> **Request**
Your task is to print the material below exactly as presented.

* * * * * * *

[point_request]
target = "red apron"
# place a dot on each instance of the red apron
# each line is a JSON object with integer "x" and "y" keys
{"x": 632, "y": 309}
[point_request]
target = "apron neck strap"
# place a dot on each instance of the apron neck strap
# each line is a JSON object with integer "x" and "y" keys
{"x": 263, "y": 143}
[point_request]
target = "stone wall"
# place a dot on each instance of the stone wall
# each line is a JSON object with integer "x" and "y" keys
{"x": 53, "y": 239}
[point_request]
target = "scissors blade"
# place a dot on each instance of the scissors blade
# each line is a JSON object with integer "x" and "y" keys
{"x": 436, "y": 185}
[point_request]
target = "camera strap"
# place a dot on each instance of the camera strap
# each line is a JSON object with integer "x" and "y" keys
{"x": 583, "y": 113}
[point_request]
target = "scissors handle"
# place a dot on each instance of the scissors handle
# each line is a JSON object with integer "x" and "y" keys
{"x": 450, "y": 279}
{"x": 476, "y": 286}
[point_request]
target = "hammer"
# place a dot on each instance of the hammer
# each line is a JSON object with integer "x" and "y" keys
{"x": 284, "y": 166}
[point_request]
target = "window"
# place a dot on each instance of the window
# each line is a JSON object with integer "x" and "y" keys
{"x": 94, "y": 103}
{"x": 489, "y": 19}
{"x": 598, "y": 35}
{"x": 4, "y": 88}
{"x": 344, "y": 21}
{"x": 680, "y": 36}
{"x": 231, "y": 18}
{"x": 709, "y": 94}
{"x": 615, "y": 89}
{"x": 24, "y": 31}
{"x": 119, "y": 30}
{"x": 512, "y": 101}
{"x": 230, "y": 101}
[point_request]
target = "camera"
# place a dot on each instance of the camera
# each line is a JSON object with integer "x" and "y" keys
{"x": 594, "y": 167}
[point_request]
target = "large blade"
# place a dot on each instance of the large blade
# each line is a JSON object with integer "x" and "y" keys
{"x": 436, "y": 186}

* * * * * * *

> **Problem solution**
[point_request]
target = "red apron"
# place a dot on each instance of the red apron
# each line is a JSON object with integer "x" and "y" keys
{"x": 632, "y": 309}
[point_request]
target = "apron neck strap"
# place a dot on each instance of the apron neck strap
# each line is a JSON object with integer "x" and "y" keys
{"x": 263, "y": 143}
[point_request]
target = "stone wall"
# place a dot on each instance of the stone wall
# each line is a JSON object with integer "x" and "y" keys
{"x": 53, "y": 239}
[point_request]
target = "scissors blade"
# place a dot on each instance of the scissors blade
# each line is a JSON object with integer "x" and "y" keys
{"x": 436, "y": 185}
[point_request]
target = "camera strap"
# place a dot on each instance of the camera strap
# each line is a JSON object with integer "x" and "y" keys
{"x": 583, "y": 113}
[point_request]
target = "scissors handle"
# place a dot on each instance of the scissors handle
# each line is a JSON object with integer "x" and "y" keys
{"x": 450, "y": 279}
{"x": 476, "y": 286}
[point_request]
target = "hammer"
# place a dot on each instance of the hammer
# each line is a JSON object with integer "x" and "y" keys
{"x": 284, "y": 166}
[point_request]
target = "window"
# place a dot on each instance of the window
# each line is a JSON object with integer "x" and "y" keys
{"x": 94, "y": 103}
{"x": 489, "y": 19}
{"x": 598, "y": 35}
{"x": 4, "y": 88}
{"x": 344, "y": 21}
{"x": 680, "y": 36}
{"x": 231, "y": 18}
{"x": 709, "y": 94}
{"x": 615, "y": 89}
{"x": 24, "y": 31}
{"x": 119, "y": 30}
{"x": 512, "y": 101}
{"x": 230, "y": 101}
[point_request]
target = "camera"
# place a dot on each instance of the camera
# each line is a JSON object with integer "x" and "y" keys
{"x": 594, "y": 167}
[point_request]
target = "large blade"
# place a dot on each instance of the large blade
# each line is a JSON object with integer "x" and "y" keys
{"x": 436, "y": 186}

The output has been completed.